**DOCUMENT TEXT**:

Women Soldiers Get More from the Guard

Lieutenant Colonel Says Opportunities and Benefits for Women Growing Steadily

In honor of Women’s History Month, On Your Guard takes a look at 21st century changes that are providing more opportunities for female Soldiers through the perspective of a West Point graduate who is now a leader in the Florida Army National Guard.

Fresh out of West Point in 2000, Lieutenant Colonel (LTC) Elizabeth Evans chose Fort Hood, Texas, as her first duty station. As the largest Army installation in the country, she expected to find the widest range of opportunities for a female civil engineer like herself.

But out of 10 engineering battalions there, 9 were combat mechanized engineering battalions, restricted to men only, with women allowed to serve only in support roles within each headquarters company. The other was a construction battalion that was open to both men and women serving as an engineer platoon leader, but it had a waiting list more than two years long.

**ITEMS**:
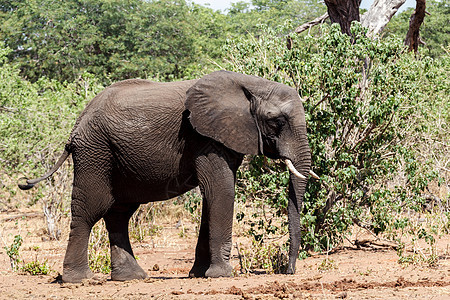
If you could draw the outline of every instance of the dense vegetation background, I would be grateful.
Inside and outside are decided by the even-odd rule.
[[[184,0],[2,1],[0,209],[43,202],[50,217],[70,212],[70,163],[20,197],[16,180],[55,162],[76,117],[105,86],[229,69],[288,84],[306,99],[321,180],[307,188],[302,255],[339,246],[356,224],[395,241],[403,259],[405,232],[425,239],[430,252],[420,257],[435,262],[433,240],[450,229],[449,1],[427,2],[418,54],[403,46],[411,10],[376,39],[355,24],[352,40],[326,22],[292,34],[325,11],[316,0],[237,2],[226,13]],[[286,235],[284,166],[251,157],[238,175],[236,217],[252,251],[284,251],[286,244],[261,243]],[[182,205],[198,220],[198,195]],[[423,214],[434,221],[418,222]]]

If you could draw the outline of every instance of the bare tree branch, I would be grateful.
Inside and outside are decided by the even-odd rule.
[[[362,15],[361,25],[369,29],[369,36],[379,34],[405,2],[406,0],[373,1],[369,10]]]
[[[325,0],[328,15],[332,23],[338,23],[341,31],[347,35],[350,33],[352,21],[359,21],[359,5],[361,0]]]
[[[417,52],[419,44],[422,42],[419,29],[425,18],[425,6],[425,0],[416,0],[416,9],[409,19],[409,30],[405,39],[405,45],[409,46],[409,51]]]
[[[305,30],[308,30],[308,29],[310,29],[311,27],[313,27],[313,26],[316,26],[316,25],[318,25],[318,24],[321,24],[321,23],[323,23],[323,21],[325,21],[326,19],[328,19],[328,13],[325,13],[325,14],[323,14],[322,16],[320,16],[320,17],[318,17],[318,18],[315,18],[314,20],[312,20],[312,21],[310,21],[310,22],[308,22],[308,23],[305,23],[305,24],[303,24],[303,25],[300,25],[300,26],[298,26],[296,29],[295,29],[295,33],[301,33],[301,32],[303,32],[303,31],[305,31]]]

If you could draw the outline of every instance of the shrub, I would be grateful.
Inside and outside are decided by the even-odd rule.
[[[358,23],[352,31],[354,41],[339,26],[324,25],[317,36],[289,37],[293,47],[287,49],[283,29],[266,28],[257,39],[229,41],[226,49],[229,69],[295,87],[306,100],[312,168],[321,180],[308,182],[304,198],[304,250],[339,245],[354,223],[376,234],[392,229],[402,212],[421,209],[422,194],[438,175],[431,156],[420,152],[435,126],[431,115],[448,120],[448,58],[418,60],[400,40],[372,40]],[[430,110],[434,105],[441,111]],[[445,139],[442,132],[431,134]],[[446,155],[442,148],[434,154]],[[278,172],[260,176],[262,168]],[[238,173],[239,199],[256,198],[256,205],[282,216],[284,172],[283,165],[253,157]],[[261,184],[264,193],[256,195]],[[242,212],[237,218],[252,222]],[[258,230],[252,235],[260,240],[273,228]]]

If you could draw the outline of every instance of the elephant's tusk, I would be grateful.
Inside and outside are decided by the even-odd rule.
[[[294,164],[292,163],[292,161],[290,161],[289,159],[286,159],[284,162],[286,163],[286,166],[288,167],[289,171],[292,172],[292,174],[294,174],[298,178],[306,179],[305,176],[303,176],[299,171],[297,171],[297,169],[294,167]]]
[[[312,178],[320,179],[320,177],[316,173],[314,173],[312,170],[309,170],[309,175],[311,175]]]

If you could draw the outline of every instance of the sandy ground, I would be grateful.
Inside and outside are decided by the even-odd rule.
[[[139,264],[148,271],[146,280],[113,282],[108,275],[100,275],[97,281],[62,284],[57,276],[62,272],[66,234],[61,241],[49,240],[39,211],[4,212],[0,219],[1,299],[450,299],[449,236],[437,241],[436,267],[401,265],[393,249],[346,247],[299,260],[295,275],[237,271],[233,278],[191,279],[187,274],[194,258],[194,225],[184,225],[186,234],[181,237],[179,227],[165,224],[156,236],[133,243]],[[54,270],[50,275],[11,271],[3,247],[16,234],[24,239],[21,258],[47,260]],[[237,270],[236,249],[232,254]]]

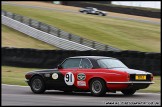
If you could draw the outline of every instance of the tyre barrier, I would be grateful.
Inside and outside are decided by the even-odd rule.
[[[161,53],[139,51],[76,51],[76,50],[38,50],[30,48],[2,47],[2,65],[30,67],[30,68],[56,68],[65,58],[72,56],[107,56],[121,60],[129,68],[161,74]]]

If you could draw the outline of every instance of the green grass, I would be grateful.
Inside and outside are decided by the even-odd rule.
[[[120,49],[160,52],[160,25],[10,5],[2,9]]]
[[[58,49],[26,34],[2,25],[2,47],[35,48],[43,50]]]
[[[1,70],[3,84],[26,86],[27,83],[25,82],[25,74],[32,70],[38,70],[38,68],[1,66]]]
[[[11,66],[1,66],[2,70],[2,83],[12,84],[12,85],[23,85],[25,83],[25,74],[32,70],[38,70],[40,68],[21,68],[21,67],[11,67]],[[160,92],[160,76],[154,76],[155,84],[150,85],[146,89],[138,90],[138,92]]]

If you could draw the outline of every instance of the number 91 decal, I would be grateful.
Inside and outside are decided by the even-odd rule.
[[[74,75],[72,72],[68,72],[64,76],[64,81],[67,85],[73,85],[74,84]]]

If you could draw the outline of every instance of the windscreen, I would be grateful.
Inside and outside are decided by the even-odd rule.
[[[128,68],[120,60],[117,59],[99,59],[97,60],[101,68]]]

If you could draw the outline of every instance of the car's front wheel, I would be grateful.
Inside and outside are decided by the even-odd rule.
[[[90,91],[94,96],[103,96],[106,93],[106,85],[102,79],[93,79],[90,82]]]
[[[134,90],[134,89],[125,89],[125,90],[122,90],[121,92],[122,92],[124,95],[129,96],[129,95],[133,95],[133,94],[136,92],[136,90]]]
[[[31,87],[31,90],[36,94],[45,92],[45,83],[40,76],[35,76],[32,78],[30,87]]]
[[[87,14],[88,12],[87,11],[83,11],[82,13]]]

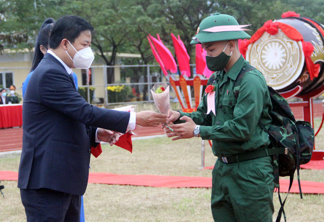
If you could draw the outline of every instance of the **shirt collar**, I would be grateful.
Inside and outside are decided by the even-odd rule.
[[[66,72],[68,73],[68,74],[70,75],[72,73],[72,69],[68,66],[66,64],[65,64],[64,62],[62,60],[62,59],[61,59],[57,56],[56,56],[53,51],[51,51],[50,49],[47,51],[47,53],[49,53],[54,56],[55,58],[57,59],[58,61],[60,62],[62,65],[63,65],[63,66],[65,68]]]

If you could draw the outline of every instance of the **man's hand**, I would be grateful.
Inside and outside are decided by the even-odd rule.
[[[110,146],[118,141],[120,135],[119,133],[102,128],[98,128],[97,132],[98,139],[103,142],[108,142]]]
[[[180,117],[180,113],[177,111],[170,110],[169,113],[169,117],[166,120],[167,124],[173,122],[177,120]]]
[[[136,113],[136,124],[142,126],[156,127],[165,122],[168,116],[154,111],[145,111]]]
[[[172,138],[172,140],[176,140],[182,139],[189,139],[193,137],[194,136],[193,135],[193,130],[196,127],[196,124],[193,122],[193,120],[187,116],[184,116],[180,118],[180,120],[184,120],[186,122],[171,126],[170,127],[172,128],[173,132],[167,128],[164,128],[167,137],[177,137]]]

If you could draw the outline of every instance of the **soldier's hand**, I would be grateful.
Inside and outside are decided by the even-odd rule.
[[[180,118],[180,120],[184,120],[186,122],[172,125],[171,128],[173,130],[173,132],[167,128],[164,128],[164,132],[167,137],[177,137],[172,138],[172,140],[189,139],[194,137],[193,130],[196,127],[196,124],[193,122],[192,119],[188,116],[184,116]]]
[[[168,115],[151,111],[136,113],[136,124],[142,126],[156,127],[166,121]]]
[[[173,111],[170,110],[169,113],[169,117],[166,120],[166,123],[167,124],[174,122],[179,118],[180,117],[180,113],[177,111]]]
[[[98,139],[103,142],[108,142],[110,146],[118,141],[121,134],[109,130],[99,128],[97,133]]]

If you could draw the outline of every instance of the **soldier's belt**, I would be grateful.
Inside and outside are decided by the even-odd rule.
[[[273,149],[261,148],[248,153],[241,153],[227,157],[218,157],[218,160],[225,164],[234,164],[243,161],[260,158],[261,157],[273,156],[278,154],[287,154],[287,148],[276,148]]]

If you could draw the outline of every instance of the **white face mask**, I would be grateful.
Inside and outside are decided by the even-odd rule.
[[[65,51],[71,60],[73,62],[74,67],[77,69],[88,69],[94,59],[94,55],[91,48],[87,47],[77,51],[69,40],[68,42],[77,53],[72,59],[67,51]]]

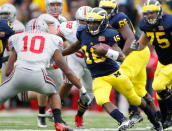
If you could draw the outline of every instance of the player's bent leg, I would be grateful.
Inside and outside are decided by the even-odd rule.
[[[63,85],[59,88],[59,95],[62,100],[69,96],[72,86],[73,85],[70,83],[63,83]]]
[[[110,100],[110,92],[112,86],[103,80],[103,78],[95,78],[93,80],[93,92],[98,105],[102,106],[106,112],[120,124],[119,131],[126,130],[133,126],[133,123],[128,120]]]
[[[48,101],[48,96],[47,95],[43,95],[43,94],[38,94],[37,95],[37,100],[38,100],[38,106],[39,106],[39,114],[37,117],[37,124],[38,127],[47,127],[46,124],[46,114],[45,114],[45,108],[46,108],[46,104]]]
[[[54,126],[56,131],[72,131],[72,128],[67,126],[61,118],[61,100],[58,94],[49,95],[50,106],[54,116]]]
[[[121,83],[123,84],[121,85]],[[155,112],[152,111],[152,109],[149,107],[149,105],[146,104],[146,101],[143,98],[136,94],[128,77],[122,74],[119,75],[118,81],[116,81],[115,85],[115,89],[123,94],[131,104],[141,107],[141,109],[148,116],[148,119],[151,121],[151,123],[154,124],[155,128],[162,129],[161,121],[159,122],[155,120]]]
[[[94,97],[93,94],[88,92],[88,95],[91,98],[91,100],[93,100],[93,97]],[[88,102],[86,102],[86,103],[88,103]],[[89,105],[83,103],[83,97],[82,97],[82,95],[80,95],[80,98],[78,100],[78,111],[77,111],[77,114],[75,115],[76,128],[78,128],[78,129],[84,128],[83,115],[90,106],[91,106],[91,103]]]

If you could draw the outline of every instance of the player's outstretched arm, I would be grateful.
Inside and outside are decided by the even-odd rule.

**REQUIREMENTS**: Write out the passage from the article on women soldiers in the Guard above, from "In honor of" up to and including "engineer like herself.", keeping every word unchanged.

**WRITTEN SOLUTION**:
In honor of Women’s History Month, On Your Guard takes a look at 21st century changes that are providing more opportunities for female Soldiers through the perspective of a West Point graduate who is now a leader in the Florida Army National Guard.

Fresh out of West Point in 2000, Lieutenant Colonel (LTC) Elizabeth Evans chose Fort Hood, Texas, as her first duty station. As the largest Army installation in the country, she expected to find the widest range of opportunities for a female civil engineer like herself.